• [Description of the task]:
Repeat the lines of the data exactly, from the first one through the one that contains "Please point out the white line".

• [Input data]:
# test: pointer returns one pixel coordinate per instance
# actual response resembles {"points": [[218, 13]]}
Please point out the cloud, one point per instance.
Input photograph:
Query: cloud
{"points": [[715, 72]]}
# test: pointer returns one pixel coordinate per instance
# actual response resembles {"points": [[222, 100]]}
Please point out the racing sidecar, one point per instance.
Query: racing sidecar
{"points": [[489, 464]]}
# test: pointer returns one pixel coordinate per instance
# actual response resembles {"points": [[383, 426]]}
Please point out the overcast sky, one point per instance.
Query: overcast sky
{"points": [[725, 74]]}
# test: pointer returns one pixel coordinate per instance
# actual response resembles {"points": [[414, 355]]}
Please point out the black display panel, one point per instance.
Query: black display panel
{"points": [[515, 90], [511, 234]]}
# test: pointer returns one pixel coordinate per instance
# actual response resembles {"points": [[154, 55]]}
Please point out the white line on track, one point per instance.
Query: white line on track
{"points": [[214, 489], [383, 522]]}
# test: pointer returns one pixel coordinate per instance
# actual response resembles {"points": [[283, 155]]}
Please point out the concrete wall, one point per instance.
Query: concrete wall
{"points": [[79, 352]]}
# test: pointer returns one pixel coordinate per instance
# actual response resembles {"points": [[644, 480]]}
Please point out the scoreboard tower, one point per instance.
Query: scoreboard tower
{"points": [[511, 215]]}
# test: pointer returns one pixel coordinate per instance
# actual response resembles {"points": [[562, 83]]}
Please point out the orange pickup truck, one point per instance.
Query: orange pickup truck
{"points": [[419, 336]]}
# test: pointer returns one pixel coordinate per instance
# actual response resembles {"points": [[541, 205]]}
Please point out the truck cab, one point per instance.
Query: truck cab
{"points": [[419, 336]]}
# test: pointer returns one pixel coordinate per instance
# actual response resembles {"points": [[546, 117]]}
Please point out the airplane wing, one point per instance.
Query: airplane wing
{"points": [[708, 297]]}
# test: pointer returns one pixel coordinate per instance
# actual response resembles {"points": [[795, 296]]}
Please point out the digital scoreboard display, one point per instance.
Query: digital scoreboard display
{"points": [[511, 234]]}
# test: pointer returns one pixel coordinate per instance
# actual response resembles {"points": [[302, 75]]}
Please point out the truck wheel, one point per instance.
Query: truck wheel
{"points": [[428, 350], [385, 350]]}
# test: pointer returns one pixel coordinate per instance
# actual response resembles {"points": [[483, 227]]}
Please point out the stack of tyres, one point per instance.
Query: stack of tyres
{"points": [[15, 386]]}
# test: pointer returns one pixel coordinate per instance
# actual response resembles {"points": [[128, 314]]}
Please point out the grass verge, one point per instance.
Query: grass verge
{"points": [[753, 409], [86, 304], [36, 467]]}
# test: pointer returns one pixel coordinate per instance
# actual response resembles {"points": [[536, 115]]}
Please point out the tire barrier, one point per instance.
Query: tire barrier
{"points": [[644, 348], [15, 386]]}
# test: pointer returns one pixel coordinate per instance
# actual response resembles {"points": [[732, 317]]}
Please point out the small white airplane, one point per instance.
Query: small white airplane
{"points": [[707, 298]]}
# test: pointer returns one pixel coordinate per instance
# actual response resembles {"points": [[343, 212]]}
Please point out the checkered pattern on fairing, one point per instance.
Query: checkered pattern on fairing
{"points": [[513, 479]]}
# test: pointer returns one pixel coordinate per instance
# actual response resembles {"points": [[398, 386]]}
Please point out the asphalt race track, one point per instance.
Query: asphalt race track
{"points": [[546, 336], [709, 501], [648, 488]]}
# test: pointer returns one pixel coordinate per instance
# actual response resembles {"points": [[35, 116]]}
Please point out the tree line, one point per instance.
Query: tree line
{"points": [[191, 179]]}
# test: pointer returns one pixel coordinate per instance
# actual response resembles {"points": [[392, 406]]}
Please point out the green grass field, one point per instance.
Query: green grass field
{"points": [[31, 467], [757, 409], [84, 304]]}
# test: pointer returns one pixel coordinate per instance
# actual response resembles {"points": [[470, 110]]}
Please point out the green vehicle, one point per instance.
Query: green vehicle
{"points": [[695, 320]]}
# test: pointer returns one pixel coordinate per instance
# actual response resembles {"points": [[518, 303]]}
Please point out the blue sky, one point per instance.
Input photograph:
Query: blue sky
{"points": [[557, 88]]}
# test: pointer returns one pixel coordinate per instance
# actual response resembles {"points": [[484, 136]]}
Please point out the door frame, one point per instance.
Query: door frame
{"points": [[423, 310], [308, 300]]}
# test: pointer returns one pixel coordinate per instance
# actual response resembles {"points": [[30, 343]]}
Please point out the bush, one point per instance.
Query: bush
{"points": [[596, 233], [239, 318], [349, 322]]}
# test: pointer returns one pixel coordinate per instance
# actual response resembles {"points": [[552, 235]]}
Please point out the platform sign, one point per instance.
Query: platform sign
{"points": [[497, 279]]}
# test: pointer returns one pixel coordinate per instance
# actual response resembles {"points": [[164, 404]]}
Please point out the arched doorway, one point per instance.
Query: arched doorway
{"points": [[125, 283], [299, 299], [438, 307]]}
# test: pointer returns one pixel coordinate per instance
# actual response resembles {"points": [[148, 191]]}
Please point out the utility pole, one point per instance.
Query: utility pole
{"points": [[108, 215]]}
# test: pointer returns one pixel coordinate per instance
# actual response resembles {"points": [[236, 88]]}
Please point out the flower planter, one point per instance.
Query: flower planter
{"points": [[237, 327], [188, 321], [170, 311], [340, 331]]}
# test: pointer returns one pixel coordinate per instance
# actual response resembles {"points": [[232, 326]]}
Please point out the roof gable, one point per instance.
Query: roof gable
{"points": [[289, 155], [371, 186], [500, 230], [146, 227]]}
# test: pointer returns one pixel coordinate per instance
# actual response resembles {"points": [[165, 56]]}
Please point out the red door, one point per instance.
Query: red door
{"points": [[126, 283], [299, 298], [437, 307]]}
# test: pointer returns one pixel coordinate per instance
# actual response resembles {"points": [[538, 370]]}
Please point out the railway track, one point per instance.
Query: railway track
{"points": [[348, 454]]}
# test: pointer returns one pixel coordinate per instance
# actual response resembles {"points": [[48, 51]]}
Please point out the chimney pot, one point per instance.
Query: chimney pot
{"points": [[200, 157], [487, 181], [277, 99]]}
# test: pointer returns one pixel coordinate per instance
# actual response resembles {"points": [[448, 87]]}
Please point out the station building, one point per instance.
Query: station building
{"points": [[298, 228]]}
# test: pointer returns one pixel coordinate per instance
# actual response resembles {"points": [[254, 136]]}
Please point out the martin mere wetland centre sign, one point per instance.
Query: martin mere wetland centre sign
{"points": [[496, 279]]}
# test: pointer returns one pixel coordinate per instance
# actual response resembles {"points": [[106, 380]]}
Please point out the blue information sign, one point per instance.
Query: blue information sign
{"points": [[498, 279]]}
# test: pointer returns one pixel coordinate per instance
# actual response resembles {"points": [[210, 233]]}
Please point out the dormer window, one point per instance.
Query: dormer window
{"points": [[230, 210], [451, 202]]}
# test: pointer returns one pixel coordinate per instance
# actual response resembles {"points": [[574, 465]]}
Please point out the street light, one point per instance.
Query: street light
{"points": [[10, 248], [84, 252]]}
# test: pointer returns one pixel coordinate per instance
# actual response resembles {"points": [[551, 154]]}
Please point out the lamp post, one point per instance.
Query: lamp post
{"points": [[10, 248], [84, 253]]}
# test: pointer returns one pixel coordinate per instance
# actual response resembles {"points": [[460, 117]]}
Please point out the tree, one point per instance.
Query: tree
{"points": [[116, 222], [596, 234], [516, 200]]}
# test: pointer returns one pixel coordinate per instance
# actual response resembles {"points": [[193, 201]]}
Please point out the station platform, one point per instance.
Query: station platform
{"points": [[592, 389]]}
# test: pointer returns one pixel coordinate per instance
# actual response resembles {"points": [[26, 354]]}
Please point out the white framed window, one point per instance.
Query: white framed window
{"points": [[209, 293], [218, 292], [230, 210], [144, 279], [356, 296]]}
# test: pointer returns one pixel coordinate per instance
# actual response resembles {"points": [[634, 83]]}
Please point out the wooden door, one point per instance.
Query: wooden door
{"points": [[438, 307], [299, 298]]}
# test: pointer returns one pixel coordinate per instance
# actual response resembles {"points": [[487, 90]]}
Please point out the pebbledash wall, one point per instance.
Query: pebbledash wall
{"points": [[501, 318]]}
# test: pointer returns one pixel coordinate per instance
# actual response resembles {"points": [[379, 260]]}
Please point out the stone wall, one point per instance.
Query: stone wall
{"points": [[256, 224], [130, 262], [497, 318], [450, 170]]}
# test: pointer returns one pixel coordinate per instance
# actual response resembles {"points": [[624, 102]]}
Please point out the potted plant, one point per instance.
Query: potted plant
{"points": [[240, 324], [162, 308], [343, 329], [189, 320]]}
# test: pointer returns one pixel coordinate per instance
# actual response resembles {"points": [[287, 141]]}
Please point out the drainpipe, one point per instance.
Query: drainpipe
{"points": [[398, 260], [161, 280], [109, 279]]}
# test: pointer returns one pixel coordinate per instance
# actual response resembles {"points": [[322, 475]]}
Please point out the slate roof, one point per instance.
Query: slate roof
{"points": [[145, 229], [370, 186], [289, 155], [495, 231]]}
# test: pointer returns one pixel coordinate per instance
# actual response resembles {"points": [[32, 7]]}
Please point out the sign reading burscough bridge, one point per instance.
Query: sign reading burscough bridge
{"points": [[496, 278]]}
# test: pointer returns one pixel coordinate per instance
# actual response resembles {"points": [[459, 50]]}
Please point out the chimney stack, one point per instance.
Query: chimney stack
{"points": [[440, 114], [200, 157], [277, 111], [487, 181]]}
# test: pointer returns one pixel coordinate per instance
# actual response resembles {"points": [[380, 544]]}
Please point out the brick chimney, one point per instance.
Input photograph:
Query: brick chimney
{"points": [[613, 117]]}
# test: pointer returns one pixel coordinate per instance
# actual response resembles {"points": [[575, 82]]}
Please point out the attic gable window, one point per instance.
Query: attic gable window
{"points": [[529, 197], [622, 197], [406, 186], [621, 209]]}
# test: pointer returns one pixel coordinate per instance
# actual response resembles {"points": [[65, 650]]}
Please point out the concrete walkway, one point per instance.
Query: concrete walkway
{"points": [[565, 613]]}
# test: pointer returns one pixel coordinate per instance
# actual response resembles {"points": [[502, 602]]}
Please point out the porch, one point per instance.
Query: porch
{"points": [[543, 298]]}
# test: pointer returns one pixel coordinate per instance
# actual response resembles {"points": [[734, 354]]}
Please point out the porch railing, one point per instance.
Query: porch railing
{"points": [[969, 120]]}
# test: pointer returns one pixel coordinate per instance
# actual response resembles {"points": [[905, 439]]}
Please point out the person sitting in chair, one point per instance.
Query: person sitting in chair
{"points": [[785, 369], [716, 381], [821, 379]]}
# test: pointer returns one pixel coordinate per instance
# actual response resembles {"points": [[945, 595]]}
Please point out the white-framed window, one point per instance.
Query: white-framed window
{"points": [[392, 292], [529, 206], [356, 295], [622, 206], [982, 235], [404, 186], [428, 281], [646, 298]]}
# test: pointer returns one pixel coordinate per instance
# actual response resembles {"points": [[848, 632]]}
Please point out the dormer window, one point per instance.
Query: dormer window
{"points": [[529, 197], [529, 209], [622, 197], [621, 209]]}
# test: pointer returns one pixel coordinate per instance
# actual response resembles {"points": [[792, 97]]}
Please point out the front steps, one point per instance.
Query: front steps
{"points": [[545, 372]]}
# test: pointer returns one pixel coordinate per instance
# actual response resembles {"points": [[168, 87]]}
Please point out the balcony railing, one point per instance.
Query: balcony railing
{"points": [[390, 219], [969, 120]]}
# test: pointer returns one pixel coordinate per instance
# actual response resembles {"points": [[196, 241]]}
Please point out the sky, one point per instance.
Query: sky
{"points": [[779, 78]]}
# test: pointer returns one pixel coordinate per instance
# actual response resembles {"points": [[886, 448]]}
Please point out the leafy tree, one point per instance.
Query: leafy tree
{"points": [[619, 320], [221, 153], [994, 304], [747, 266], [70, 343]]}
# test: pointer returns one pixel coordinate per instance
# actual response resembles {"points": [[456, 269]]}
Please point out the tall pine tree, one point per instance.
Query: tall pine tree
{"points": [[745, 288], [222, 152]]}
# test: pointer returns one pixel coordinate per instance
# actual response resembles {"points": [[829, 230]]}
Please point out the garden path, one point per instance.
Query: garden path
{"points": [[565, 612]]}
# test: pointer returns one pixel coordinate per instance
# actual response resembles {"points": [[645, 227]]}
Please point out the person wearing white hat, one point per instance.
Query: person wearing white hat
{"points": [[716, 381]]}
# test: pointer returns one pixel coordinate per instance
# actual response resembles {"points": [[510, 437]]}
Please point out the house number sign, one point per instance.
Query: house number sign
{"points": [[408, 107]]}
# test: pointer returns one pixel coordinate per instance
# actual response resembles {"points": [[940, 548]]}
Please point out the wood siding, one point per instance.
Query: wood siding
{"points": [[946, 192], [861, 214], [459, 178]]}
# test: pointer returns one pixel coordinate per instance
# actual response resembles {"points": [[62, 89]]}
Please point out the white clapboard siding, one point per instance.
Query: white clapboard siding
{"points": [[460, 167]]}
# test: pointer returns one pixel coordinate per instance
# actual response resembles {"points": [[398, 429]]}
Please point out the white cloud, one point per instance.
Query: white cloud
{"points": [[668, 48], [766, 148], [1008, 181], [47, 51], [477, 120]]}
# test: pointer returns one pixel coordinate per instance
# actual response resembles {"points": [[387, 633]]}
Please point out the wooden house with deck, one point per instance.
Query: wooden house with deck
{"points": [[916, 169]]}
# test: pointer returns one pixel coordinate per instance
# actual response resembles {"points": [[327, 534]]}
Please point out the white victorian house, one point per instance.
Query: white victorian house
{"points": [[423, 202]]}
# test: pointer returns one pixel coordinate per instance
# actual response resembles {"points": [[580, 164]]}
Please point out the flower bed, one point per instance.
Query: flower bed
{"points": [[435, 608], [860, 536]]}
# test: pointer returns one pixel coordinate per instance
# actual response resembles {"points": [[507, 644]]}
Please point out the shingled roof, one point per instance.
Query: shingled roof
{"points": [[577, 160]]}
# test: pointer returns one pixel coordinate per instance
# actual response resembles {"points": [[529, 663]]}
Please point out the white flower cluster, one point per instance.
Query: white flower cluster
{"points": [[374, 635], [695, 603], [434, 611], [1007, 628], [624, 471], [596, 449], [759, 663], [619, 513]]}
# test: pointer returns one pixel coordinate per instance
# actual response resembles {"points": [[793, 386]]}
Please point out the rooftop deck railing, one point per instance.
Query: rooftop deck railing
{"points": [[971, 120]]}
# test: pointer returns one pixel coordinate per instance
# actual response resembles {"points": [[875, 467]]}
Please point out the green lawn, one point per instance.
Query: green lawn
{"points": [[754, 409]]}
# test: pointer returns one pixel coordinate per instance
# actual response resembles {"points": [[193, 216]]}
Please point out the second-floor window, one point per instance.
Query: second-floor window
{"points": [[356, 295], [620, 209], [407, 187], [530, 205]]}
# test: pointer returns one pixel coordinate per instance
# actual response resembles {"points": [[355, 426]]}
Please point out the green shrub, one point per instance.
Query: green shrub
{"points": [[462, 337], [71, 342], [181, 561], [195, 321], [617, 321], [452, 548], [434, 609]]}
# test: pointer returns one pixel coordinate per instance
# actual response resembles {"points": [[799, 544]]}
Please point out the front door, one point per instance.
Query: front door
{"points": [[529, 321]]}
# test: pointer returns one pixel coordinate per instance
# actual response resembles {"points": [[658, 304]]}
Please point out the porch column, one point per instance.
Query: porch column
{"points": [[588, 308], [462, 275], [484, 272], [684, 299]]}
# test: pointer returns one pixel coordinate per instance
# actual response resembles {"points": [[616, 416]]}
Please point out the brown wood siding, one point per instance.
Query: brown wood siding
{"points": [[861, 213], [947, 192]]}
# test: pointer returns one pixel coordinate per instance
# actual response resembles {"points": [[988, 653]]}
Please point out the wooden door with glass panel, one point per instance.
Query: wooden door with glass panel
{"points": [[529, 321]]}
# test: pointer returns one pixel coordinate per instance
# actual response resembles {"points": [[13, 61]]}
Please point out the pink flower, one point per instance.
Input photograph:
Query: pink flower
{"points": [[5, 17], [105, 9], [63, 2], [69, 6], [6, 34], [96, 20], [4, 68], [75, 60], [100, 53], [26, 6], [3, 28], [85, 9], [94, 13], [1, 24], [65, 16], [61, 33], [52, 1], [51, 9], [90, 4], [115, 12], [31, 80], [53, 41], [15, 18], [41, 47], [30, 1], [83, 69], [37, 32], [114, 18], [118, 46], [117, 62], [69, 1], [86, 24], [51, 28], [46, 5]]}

• [Solution to this task]:
# test: pointer returns one pixel coordinate per instance
# actual response resembles {"points": [[218, 13]]}
Please point out the cloud, one point per instance.
Input photograph:
Query: cloud
{"points": [[715, 72]]}
# test: pointer returns one pixel coordinate per instance
# actual response resembles {"points": [[222, 100]]}
Please point out the racing sidecar, one point per instance.
Query: racing sidecar
{"points": [[489, 464]]}
# test: pointer returns one pixel coordinate per instance
# actual response resembles {"points": [[383, 426]]}
Please point out the overcast sky, one point per instance.
Query: overcast sky
{"points": [[725, 74]]}
# test: pointer returns one pixel coordinate per instance
# actual response resembles {"points": [[414, 355]]}
Please point out the black display panel, one point per instance.
Query: black display panel
{"points": [[515, 90], [511, 234]]}
# test: pointer returns one pixel coordinate per instance
# actual response resembles {"points": [[154, 55]]}
Please point out the white line on track, one point per instance.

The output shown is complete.